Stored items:
================
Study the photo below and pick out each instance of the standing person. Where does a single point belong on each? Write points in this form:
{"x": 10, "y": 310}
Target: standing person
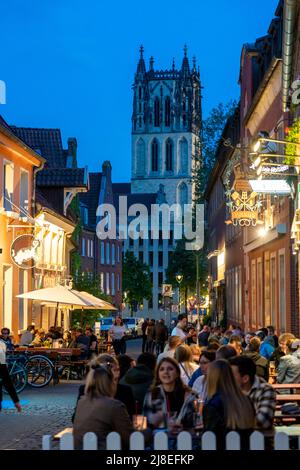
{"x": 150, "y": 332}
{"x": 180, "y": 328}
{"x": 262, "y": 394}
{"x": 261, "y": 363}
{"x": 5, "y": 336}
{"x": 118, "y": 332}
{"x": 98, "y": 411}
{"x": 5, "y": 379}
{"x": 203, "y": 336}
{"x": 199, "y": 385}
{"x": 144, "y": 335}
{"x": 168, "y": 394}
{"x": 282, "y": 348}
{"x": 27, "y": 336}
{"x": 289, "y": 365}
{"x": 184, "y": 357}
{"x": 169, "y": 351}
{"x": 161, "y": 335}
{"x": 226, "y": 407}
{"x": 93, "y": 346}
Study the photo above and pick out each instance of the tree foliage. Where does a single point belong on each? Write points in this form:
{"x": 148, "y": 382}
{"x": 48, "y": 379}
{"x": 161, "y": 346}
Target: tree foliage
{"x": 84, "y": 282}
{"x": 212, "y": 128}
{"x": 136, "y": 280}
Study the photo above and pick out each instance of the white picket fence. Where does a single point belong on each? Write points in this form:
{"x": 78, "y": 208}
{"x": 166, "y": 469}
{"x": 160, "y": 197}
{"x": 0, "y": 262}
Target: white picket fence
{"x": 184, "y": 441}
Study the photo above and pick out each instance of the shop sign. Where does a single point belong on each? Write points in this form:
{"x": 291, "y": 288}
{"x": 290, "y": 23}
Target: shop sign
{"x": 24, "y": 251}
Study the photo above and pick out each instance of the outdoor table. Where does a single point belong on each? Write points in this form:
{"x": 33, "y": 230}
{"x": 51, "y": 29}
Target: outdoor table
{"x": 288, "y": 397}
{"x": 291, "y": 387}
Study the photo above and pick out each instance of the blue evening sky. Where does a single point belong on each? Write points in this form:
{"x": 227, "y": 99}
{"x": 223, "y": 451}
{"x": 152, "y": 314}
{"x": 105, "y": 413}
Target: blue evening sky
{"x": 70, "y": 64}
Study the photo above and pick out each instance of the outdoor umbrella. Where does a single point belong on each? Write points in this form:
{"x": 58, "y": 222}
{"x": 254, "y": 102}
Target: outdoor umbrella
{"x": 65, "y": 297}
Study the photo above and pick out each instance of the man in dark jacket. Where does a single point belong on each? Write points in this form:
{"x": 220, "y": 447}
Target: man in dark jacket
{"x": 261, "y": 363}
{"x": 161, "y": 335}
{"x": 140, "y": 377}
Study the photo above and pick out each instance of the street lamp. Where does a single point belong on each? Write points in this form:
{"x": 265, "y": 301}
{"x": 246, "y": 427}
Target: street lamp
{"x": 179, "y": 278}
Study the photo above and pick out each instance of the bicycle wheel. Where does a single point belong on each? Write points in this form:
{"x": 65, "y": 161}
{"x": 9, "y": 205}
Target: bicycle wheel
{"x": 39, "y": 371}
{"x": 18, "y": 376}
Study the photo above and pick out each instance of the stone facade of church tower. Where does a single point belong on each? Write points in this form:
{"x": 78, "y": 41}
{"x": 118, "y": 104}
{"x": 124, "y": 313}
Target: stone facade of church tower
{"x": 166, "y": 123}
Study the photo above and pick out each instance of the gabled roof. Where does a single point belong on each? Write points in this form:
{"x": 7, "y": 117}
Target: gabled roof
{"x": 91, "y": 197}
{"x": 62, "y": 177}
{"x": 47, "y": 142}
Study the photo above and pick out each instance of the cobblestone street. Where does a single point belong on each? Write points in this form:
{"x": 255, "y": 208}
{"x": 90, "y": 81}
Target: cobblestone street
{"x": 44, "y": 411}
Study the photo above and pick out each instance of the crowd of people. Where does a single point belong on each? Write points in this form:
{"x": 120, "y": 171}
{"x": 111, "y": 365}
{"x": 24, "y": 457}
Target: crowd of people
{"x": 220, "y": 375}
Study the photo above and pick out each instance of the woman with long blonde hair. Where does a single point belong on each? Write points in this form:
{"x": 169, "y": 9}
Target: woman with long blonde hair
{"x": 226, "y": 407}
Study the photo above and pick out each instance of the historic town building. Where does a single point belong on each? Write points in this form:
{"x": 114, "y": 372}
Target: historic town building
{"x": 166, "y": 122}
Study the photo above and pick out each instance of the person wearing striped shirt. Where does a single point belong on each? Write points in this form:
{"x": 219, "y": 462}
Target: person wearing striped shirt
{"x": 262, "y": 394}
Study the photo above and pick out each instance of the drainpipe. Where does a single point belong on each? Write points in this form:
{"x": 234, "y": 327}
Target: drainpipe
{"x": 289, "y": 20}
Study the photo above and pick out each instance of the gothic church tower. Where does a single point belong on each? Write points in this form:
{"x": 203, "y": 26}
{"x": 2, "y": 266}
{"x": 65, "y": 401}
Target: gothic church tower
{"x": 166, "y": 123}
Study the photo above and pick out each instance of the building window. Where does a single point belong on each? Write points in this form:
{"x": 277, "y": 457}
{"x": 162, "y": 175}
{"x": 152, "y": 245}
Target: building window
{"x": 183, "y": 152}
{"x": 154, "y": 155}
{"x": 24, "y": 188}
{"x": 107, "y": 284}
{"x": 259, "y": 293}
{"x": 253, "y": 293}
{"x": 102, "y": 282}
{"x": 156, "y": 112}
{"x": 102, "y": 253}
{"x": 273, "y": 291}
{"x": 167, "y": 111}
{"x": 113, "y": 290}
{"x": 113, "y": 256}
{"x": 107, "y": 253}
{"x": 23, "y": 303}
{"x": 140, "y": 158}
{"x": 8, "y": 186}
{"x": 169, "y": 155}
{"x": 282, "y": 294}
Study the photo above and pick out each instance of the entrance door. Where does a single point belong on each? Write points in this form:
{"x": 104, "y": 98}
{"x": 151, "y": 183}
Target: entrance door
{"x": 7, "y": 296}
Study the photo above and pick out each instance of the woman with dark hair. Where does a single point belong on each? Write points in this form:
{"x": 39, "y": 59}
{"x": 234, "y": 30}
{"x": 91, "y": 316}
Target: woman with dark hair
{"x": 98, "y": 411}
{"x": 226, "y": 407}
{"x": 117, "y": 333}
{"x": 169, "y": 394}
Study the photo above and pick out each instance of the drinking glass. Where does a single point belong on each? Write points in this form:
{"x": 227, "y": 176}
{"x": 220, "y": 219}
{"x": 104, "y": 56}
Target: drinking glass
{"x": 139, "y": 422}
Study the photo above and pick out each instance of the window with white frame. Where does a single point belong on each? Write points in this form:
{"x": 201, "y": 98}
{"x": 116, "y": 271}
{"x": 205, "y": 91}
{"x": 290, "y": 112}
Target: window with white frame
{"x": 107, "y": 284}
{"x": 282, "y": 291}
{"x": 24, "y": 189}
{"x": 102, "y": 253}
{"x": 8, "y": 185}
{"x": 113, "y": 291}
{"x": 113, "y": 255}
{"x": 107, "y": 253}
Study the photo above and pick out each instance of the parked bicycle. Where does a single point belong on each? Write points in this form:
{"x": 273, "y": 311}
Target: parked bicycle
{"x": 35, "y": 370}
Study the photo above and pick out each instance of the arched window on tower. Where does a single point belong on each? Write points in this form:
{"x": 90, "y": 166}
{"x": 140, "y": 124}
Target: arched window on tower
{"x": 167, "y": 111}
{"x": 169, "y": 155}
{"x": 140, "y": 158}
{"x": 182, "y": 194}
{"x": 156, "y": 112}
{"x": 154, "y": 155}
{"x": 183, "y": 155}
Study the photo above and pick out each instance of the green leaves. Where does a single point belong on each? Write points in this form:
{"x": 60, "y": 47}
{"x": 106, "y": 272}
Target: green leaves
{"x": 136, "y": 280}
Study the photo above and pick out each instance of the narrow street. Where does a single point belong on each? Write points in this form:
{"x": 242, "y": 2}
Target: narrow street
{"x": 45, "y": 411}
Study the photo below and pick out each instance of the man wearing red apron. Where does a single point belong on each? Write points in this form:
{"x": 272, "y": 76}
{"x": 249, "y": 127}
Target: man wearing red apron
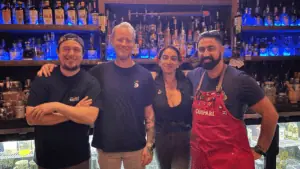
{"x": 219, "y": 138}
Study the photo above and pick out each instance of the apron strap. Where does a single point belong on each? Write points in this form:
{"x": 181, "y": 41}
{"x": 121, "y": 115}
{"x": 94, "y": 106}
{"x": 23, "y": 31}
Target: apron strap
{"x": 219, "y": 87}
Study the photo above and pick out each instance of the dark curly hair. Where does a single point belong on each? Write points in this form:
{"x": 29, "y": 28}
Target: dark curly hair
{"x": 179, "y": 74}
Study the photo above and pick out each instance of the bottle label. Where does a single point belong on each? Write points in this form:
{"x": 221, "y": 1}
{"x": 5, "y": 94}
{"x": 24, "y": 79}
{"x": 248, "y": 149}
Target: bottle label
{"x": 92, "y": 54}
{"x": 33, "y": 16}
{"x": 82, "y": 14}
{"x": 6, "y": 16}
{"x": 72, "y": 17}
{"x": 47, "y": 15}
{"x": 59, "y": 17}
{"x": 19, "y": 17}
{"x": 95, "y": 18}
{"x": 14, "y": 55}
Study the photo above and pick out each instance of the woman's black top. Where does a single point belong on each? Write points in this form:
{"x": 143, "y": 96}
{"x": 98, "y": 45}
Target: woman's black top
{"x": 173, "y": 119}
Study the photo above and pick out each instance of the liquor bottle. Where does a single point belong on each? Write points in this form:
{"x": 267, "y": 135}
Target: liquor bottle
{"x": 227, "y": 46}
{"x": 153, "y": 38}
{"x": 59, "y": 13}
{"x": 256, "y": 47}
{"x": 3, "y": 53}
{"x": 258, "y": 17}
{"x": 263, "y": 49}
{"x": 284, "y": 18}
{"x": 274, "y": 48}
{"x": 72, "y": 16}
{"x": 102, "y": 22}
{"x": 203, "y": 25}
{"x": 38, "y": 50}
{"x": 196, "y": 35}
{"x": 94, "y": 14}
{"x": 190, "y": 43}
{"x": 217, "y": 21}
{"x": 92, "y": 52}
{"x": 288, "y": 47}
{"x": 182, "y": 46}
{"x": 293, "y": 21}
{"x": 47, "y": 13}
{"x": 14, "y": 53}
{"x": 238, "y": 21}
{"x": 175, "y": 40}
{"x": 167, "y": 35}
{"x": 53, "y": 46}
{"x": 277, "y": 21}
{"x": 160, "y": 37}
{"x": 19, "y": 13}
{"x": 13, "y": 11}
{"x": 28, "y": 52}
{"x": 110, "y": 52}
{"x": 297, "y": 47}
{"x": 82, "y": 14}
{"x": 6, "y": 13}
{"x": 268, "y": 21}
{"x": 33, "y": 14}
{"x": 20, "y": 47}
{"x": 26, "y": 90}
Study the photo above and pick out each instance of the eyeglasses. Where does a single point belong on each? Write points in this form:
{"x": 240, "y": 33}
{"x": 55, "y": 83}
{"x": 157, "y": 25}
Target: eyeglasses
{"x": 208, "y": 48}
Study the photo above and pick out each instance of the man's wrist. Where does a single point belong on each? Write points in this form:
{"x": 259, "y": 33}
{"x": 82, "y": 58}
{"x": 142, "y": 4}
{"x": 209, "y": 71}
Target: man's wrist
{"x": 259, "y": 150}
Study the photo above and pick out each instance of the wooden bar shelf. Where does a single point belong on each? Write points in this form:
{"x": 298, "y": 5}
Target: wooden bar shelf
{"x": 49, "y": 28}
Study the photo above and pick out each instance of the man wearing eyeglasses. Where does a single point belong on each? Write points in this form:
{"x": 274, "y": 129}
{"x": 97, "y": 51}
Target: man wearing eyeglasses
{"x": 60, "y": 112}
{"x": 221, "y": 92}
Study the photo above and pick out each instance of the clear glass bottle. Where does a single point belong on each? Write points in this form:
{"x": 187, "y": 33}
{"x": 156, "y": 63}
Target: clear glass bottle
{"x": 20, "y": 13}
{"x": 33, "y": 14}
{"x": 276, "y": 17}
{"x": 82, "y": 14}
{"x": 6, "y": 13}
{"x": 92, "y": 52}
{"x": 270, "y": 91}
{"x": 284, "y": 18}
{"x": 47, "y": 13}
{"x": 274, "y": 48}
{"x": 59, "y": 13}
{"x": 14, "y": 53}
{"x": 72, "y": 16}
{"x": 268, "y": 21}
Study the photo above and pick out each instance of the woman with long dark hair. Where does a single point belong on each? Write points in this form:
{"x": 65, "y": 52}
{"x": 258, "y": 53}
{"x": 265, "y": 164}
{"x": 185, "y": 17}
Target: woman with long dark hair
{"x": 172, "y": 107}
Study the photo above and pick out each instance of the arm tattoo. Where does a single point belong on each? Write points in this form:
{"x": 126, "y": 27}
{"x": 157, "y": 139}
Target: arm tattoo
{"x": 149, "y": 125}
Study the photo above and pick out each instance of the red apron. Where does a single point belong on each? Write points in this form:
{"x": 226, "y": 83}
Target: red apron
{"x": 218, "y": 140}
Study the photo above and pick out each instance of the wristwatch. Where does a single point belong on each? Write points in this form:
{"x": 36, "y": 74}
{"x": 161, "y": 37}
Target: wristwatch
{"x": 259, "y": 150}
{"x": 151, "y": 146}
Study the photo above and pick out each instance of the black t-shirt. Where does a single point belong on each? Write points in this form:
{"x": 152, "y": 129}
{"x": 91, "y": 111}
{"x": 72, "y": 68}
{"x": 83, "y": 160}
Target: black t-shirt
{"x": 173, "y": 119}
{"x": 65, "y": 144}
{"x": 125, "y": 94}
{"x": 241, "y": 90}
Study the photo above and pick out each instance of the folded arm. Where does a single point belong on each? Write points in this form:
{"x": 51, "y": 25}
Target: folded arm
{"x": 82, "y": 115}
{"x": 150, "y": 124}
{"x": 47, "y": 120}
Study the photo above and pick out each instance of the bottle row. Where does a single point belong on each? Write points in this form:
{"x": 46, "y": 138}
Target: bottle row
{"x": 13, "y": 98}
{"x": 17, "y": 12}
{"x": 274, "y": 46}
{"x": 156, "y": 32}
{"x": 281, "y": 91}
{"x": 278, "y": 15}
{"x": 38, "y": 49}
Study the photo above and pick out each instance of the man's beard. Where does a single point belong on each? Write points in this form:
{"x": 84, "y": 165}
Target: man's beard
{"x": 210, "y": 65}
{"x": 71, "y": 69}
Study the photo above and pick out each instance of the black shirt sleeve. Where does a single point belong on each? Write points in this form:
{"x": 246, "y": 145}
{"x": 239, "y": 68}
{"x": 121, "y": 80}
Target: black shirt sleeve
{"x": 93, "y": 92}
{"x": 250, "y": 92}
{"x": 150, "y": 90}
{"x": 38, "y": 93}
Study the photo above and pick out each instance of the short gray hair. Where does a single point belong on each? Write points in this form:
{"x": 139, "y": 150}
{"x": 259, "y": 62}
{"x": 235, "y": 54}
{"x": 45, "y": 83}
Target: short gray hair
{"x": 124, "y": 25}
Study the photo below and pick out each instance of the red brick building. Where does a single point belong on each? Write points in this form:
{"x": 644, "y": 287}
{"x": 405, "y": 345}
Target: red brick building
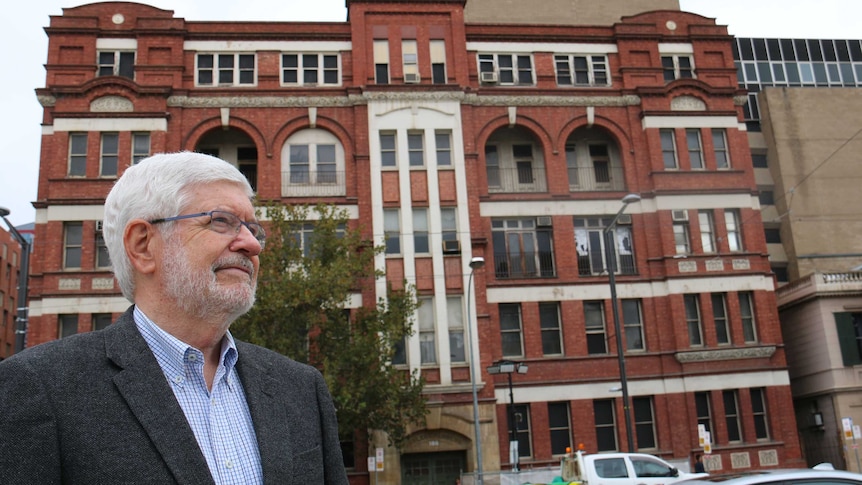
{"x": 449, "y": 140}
================
#### [Goal of the exercise]
Across the records, count the lines that contain the word "below" and give that figure alone.

#### [Exercise solution]
3